▶ **Set exercise**:
Could you reproduce the essay on Civil War strategic points word for word, starting at "Manassas, heretofore an" and ending at "demonstrated its value."?

— begin Extract provided —

Their value in the war between the States, 1861-1861, and how fiercely they were fought for.

In reasoning from cause to effect we must not conclude that accident was the reason why great battles were more than once fought over the same fields during the great civil war in this country.

Examining carefully for the cause, we arrive at the conclusion that such points must have had within them some special value, and an analysis of this, deducts the conclusion that these places were ‘Strategic Points.’

There are several objective points, in the Old Dominion, over whose bosom the pendulum of war oscillated for four cruel years, where the contending armies crashed, that had in them this strategic value, and the fact that battles were fought more than once on these fields proves that the armies did not collide upon them by accident. Gettysburg was a battle-field of accident. Had Stuart been in touch with Lee, and the Confederate commander furnished with the information the cavalry are supposed to acquire, it is now considered more than doubtful that this little Pennsylvania town would have assumed conspicuous prominence in American history.

But strategic points is the subject of this paper, and it will be best to treat them in the order of their dates.

Beauregard's selection of Bull Run as his line defence showed his wisdom as an engineer. His outposts extended from Leesburg, through Drainesville, Fairfax and Wolf Run Shoals, to Acquia creek, with reserves at Centreville. This was in the early summer of 1861.

McDowell was organizing the Grand Army around a splendid nucleus of regulars. This army was not for the defence of Washington solely, but also for aggressive purposes.

There was a supreme authority in the Federal States which became director general, which gave orders to commanders and moved armies. This power was public clamor, and all through the four [377] years of carnage this influence was dominant. McDowell moved out of Washington under its orders. Burnside assaulted Lee's line at Fredericksburg under its arbitrary demand. Meade moved upon the Army of Northern Virginia at Mine Run at the dictation of this same power.

But pardon this digression, and go back to strategic points. McDowell moved out of Washington with the Grand Army, and developing Beauregard's outposts, soon pressed them back upon the reserves and precipitated the indecisive battle, 18th of July, 1861.

Pausing then, McDowell took advantage of his information to study the situation and plan accordingly.

Beauregard, finding his force inadequate, appealed to Johnston, then at Winchester, for assistance. His prompt response is too well known to detail here; how Bee and Bartow died; how Kirby Smith, coming into line almost on the run upon McDowell's flank, and ‘Jackson standing like a stone wall,’ snatched victory from defeat, and turned the triumph of the foe into an utter rout. The plains of Manassas drank in the best blood of the South, but victory laid her crown of immortelles upon ‘the banner of the stars and bars.’

Manassas, heretofore an insignificant railroad crossing, became the base of the Confederate army. Roads, both dirt and rail, radiated and crossed here, and its strategic worth, and the fierceness for which its possession was contended, demonstrated its value.

— end Extract provided —
— begin Recorded data —

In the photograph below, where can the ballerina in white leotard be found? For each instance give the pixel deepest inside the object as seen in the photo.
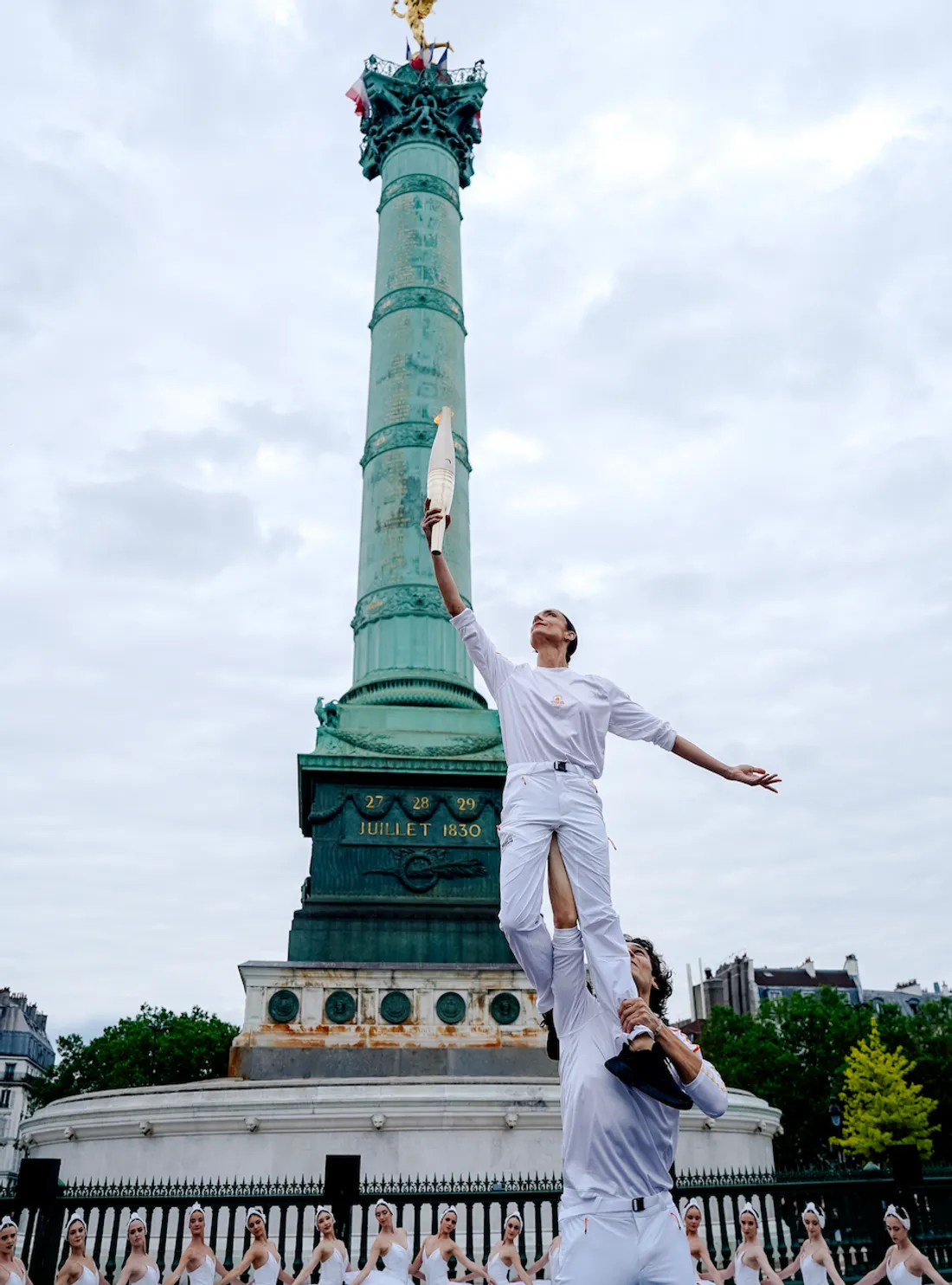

— end Recorded data —

▶ **Output for this exercise**:
Manassas, heretofore an insignificant railroad crossing, became the base of the Confederate army. Roads, both dirt and rail, radiated and crossed here, and its strategic worth, and the fierceness for which its possession was contended, demonstrated its value.